Your objective>
How many lines below contain "concrete"? Case counts; reply with the number alone.

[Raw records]
——

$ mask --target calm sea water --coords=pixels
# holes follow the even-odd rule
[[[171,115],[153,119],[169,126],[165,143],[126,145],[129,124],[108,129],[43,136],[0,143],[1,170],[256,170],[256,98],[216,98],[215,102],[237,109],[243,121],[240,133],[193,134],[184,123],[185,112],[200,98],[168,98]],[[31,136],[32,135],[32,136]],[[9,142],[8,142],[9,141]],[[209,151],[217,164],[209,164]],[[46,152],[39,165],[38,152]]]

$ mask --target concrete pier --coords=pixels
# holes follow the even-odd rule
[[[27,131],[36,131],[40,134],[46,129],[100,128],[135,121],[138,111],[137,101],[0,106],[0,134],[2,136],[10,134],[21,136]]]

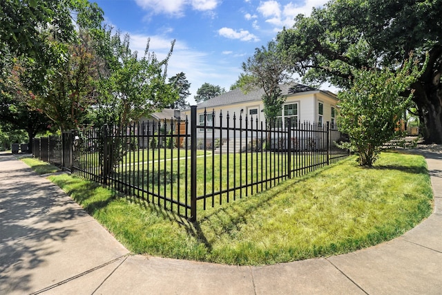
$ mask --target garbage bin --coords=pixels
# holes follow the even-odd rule
[[[12,144],[11,149],[12,150],[12,153],[19,153],[19,144]]]
[[[28,153],[28,144],[20,144],[20,150],[21,153]]]

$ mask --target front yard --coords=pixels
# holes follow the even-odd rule
[[[350,157],[234,202],[200,206],[198,223],[79,178],[50,180],[133,253],[232,265],[352,251],[400,236],[432,208],[425,159],[395,152],[372,169]]]

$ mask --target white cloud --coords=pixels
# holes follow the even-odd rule
[[[258,8],[258,11],[265,17],[280,17],[281,9],[278,1],[274,0],[261,2]]]
[[[171,48],[172,39],[163,36],[148,37],[131,33],[131,49],[138,51],[139,57],[142,57],[144,56],[146,41],[149,37],[149,52],[155,53],[159,59],[165,58]],[[229,59],[236,57],[232,51],[226,50],[222,53]],[[241,73],[240,66],[232,67],[229,64],[223,64],[220,61],[214,62],[211,55],[191,49],[181,40],[176,41],[173,53],[169,61],[167,77],[172,77],[181,72],[186,74],[187,80],[191,83],[189,91],[191,94],[187,98],[191,104],[195,104],[193,97],[204,83],[208,82],[229,89]]]
[[[294,24],[294,18],[299,14],[310,15],[314,7],[323,6],[328,0],[305,0],[301,3],[289,2],[281,6],[279,2],[269,0],[261,2],[257,10],[273,26],[275,31],[280,30],[283,26],[289,28]]]
[[[192,0],[192,7],[196,10],[212,10],[218,5],[217,0]]]
[[[253,21],[253,22],[251,24],[251,26],[255,29],[255,30],[259,30],[260,29],[260,26],[258,24],[258,21],[255,20]]]
[[[255,36],[248,30],[242,29],[237,31],[232,28],[224,27],[218,30],[218,34],[220,34],[220,36],[225,37],[229,39],[238,39],[241,41],[260,41],[258,37]]]
[[[164,13],[175,17],[184,15],[187,6],[200,11],[212,10],[218,6],[220,0],[135,0],[144,10],[153,14]]]
[[[249,21],[252,19],[258,18],[258,16],[256,15],[251,15],[250,13],[246,13],[245,15],[244,16],[244,18]]]

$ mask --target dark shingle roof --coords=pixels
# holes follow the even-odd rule
[[[300,93],[309,91],[320,91],[313,87],[298,84],[291,84],[280,85],[280,88],[282,95],[287,95],[294,93]],[[244,93],[240,88],[233,89],[231,91],[223,93],[215,97],[206,100],[198,104],[198,108],[211,108],[215,106],[230,105],[247,102],[261,100],[264,95],[262,88],[253,90]]]

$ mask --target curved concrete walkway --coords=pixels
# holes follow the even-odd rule
[[[442,153],[417,152],[429,218],[366,249],[265,267],[131,256],[59,188],[0,156],[0,294],[441,294]]]

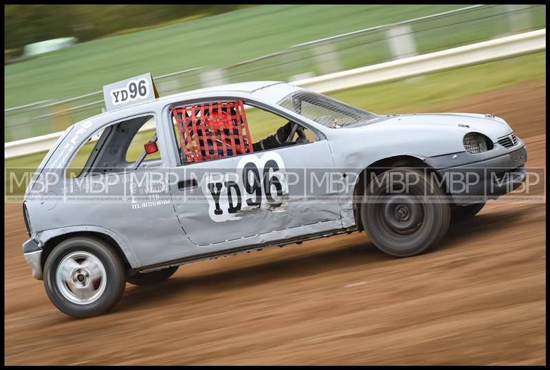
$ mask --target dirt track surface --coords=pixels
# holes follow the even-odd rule
[[[496,113],[527,142],[528,166],[545,167],[545,87],[439,110]],[[31,276],[21,206],[8,204],[5,362],[545,364],[544,206],[490,202],[408,259],[356,232],[188,265],[74,320]]]

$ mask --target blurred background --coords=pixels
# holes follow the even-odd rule
[[[545,173],[544,5],[4,10],[6,168],[36,167],[56,133],[101,113],[104,85],[151,72],[161,96],[276,80],[378,113],[494,113],[527,143],[528,166]],[[486,41],[500,43],[456,52]],[[429,56],[443,51],[452,63]],[[428,62],[411,62],[418,56]],[[384,64],[393,61],[405,67]],[[355,81],[333,74],[367,66],[375,67]],[[320,84],[322,76],[329,83]],[[127,289],[110,315],[74,321],[31,278],[21,255],[21,204],[6,204],[6,362],[545,364],[544,205],[487,206],[461,226],[473,236],[451,231],[442,254],[412,262],[364,252],[362,235],[199,263],[163,287]],[[497,228],[518,248],[502,246]],[[144,332],[157,342],[118,348],[143,335],[137,327],[147,320],[155,327]],[[95,347],[76,334],[83,331]]]

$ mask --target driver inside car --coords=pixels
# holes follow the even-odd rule
[[[298,138],[296,141],[292,141],[295,133],[298,134]],[[252,149],[254,151],[261,151],[308,142],[304,129],[297,124],[289,121],[284,126],[277,129],[274,135],[252,143]]]
[[[232,111],[232,113],[234,114],[234,111]],[[223,122],[225,124],[223,126],[228,126],[228,121],[230,121],[228,118],[229,115],[226,112],[224,109],[222,109],[221,112],[219,112],[217,110],[214,110],[212,112],[212,114],[208,114],[206,117],[205,117],[205,120],[208,126],[210,126],[214,122],[218,125],[219,125],[220,122]],[[234,124],[236,124],[236,122],[234,122],[233,123]],[[230,124],[229,126],[230,126]],[[226,131],[226,135],[230,133],[229,127],[222,129]],[[208,134],[212,136],[217,136],[216,133],[219,134],[219,133],[208,132]],[[292,141],[292,139],[296,134],[298,135],[298,138],[295,141]],[[226,139],[226,140],[227,140],[228,139]],[[211,146],[211,140],[209,140],[207,141],[209,142],[208,144]],[[287,145],[294,145],[295,144],[309,142],[309,140],[307,139],[307,137],[304,132],[304,129],[298,124],[295,124],[289,121],[283,126],[279,127],[274,134],[270,135],[265,139],[262,139],[256,142],[252,143],[252,150],[254,152],[261,151],[268,149],[274,149],[280,146],[285,146]],[[235,139],[235,142],[238,144],[239,139]],[[218,151],[219,152],[219,154],[223,155],[223,151],[221,149],[218,149]],[[232,151],[228,149],[228,155],[232,156],[233,155]]]

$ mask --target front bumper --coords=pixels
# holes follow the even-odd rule
[[[23,255],[32,270],[32,277],[42,280],[42,248],[34,240],[30,239],[23,244]]]
[[[464,152],[432,157],[426,162],[436,169],[453,203],[481,203],[516,190],[527,178],[525,146],[512,151],[502,146],[494,150],[496,152],[481,153],[483,155]],[[489,157],[491,154],[496,155]],[[471,162],[473,155],[481,156],[481,160]]]

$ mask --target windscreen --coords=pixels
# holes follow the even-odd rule
[[[334,129],[365,124],[380,118],[373,113],[308,91],[292,93],[278,104],[323,126]]]

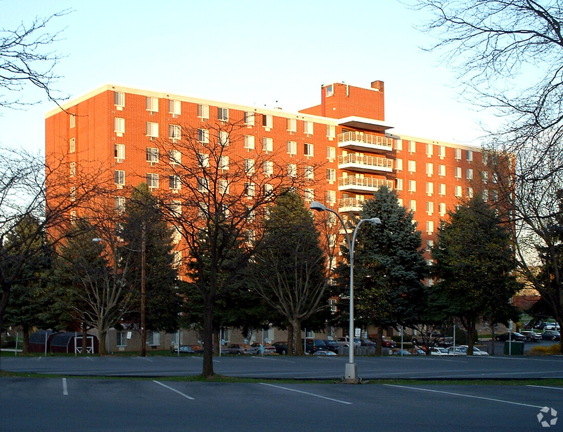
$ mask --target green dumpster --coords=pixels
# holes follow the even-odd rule
[[[504,342],[504,355],[521,356],[524,353],[524,343],[507,340]]]

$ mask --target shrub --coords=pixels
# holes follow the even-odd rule
[[[530,356],[552,356],[554,354],[561,354],[561,345],[556,343],[549,347],[534,347],[529,351]]]

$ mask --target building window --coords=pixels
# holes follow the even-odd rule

——

The completed task>
2